◆ Problem statement
Using the text below about Clonduff GAC, decide whether each statement agrees with it, answering yes or no and quoting the deciding words: (a) The modern Clonduff Shamrocks were founded in 1910. (b) Clonduff provided six of the panel when Down won the 1946 All Ireland. (c) The club opened its own grounds in 1959.

◆ Source document

Clonduff GAC is a Gaelic Athletic Association club, based in Hilltown County Down, Northern Ireland. It represents the 2 areas that make up the Clonduff parish, namely Hilltown and Cabra.

History
Press reports show the history of Gaelic football in Clonduff reaching as far back as 1887 when the parish sported two teams: the Hilltown Amateurs and The Red Hands. Gaelic games flourished for a few years but then subsided and it was not until 1910 that the parish again fielded a Gaelic team. During the next ten years the parish fielded teams at Junior and Senior level under names such as The Emeralds, The Harps and The Sarsfields.

1920 can be identified as the founding year of the modern Clonduff Shamrocks. Success on the playing field over the next few years was commonplace and it was in this era that Clonduff's long tradition of providing quality County players began – McPolin, Brannigan, Doyle, Mussen and O’Hanlon were synonymous with both the Clonduff and County teams.

For most of the thirties the club was hardly a force to be reckoned with but re-emerged in the early forties. Their tradition of providing County players was to the fore again and when Down won the 1946 All Ireland, Clonduff provided six of the panel.

In 1955 the club split into two distinct entities – Cabra and Hilltown – the two ends of the parish. Two years later they met in the County Final. The teams amalgamated in 1959 and the following year two of their players won All-Ireland Senior football medals with Kevin Mussen being the first Northerner to bring the Sam Maguire across the border.

The club opened its own grounds in 1968 and became one of the leading clubs in the newly formed Scór competitions.

In Centenary year, Clonduff published its McNamee Award winning history and in 1987 when Down won its second All Ireland Minor Championship, the club provided six of the panel. In the All Ireland wins of 1991 and 1994, Clonduff's Ross Carr played a pivotal role.  Cathal Murray was also on the panel in 1991.

◆ Records provided
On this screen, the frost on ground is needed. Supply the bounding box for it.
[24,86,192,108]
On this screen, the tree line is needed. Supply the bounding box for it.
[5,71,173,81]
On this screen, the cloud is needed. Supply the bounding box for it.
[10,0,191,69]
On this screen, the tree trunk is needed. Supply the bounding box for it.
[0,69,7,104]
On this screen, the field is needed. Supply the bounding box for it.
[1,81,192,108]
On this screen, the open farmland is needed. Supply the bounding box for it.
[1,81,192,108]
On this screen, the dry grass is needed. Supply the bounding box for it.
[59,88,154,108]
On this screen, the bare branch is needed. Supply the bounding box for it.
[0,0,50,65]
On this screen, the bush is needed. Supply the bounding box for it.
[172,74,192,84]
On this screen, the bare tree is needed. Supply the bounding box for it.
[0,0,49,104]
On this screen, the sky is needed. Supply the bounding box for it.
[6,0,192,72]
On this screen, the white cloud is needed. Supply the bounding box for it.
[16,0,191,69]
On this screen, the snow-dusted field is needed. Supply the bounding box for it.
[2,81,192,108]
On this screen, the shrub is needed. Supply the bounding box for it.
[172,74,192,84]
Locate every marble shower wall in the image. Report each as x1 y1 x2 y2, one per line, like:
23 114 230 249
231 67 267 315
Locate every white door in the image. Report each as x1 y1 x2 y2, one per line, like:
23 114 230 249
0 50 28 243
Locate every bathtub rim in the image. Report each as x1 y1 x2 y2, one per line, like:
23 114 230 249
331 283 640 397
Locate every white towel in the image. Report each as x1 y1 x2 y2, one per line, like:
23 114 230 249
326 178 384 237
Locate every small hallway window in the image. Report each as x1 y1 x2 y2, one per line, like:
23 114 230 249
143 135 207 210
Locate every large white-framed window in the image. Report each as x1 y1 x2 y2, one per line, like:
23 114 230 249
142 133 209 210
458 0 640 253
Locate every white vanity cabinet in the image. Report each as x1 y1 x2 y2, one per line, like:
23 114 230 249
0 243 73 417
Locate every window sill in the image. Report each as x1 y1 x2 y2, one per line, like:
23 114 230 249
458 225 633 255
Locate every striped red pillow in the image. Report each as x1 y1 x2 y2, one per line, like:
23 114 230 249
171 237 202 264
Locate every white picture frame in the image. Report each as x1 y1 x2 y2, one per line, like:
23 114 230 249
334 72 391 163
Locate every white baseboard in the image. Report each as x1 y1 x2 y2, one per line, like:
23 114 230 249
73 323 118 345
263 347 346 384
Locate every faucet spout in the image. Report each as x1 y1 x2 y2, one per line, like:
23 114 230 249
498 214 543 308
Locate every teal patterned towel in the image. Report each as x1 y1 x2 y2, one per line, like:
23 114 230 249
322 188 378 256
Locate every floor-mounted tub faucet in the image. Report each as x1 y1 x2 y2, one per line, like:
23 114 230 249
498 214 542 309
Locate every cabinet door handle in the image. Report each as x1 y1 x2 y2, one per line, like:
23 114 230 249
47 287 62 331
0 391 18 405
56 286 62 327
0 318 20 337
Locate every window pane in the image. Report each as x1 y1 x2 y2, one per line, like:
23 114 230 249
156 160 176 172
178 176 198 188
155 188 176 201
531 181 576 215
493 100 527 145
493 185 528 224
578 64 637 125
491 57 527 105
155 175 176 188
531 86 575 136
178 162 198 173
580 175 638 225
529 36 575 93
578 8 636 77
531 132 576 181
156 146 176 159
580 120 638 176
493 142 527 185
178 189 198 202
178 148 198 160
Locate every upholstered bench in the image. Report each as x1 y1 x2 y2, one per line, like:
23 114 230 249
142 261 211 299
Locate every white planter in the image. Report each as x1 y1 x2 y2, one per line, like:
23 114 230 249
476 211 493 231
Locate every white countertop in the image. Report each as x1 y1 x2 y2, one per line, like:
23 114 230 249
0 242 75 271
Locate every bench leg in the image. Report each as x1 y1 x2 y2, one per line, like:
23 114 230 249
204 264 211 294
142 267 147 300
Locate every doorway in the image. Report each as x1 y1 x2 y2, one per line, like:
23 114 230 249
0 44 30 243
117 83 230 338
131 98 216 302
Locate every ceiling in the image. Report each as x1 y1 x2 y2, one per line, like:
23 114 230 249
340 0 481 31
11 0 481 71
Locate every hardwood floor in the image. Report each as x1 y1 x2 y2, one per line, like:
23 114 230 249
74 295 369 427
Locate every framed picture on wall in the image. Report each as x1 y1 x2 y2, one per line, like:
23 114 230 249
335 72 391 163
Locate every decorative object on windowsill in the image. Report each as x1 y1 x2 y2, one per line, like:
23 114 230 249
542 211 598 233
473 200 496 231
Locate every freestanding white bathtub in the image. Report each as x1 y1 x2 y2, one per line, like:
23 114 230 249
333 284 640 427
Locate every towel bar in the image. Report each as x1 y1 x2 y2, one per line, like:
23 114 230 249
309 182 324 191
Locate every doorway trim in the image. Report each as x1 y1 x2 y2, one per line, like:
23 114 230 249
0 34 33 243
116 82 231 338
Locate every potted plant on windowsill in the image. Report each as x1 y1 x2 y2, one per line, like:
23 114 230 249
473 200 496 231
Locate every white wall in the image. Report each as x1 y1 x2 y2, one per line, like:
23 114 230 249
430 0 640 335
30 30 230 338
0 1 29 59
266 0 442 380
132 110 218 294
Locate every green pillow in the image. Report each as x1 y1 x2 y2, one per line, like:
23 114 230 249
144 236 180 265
==
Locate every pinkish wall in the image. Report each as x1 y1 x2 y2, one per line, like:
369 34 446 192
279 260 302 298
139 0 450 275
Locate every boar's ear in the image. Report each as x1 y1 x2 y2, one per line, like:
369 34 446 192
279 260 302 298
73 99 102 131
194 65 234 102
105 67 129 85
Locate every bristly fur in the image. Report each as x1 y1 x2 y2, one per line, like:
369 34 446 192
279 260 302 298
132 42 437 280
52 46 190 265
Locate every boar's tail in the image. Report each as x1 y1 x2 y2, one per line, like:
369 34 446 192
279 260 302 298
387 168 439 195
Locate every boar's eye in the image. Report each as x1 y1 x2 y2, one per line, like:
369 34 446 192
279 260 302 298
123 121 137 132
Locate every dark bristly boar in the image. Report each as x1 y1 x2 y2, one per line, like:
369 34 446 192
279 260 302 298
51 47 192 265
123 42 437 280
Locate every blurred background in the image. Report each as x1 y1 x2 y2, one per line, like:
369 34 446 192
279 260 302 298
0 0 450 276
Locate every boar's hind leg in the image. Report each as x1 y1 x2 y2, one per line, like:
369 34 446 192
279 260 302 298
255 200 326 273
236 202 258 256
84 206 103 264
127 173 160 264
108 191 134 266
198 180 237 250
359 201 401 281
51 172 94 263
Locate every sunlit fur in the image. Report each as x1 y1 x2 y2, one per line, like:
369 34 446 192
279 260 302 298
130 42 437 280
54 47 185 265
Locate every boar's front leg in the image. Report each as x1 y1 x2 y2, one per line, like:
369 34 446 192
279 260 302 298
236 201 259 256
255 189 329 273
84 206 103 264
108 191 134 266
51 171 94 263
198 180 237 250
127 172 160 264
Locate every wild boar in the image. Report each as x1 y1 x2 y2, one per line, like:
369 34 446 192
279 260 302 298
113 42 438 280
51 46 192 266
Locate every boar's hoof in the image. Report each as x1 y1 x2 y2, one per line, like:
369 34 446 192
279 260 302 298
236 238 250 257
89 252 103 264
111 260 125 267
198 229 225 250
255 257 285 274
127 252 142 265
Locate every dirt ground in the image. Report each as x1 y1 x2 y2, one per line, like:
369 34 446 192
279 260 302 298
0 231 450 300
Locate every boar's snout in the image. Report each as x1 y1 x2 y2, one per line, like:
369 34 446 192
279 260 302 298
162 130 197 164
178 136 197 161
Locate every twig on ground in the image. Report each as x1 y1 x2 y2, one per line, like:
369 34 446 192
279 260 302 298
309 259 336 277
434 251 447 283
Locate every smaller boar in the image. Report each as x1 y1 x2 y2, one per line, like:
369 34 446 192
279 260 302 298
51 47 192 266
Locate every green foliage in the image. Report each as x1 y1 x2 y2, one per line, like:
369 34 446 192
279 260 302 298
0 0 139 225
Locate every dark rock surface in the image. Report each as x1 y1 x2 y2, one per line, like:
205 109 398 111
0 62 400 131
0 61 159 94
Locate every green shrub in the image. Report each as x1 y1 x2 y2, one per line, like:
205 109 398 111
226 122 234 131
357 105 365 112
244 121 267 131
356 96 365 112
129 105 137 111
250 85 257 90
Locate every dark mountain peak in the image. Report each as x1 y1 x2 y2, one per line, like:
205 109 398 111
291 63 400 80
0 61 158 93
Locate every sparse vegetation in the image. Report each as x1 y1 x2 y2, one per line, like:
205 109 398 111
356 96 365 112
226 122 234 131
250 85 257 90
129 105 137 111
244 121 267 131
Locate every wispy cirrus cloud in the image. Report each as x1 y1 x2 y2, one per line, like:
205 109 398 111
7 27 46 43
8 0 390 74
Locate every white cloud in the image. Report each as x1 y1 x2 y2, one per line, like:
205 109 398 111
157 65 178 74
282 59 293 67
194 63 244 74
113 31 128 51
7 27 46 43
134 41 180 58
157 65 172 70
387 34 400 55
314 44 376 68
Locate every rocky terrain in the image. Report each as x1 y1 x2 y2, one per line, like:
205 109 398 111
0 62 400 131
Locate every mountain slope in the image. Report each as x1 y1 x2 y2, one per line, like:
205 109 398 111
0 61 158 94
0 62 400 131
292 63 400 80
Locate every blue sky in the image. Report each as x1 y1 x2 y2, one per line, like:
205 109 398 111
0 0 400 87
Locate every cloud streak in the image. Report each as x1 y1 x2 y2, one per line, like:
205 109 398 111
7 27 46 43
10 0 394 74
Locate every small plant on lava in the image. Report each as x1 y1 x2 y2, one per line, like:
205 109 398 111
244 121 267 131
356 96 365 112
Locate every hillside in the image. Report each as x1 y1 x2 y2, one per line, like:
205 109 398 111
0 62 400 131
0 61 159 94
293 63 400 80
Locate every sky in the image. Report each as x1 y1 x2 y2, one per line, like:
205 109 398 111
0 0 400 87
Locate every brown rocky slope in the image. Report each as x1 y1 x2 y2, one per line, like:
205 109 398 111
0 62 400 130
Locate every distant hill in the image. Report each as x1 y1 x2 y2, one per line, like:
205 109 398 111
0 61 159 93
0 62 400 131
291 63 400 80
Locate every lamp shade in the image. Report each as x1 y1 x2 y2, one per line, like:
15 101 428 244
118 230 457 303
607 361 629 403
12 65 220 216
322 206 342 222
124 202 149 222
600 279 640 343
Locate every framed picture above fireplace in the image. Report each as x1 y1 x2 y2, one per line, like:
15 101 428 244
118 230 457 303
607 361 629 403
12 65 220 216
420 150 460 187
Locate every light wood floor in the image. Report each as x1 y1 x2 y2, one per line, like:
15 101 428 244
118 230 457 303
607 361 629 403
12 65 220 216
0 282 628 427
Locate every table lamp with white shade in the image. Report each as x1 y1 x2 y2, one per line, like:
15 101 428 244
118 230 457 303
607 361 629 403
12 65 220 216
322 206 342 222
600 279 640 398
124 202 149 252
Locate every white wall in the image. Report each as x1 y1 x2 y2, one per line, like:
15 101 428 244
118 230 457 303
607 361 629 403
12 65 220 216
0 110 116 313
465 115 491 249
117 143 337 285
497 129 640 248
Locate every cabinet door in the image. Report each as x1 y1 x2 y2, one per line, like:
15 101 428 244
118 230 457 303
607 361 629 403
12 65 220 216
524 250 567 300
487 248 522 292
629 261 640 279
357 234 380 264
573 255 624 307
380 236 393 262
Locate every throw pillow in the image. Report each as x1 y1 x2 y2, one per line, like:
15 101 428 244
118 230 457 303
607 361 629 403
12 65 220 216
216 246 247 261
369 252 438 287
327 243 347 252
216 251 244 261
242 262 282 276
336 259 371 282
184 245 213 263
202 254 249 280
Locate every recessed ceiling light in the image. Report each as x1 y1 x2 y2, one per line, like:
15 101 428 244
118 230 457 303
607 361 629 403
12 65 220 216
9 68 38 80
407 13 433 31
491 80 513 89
==
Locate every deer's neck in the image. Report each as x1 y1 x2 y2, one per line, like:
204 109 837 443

◆ Task output
(a) No: "1920 can be identified as the founding year of the modern Clonduff Shamrocks."
(b) Yes: "when Down won the 1946 All Ireland, Clonduff provided six of the panel."
(c) No: "The club opened its own grounds in 1968"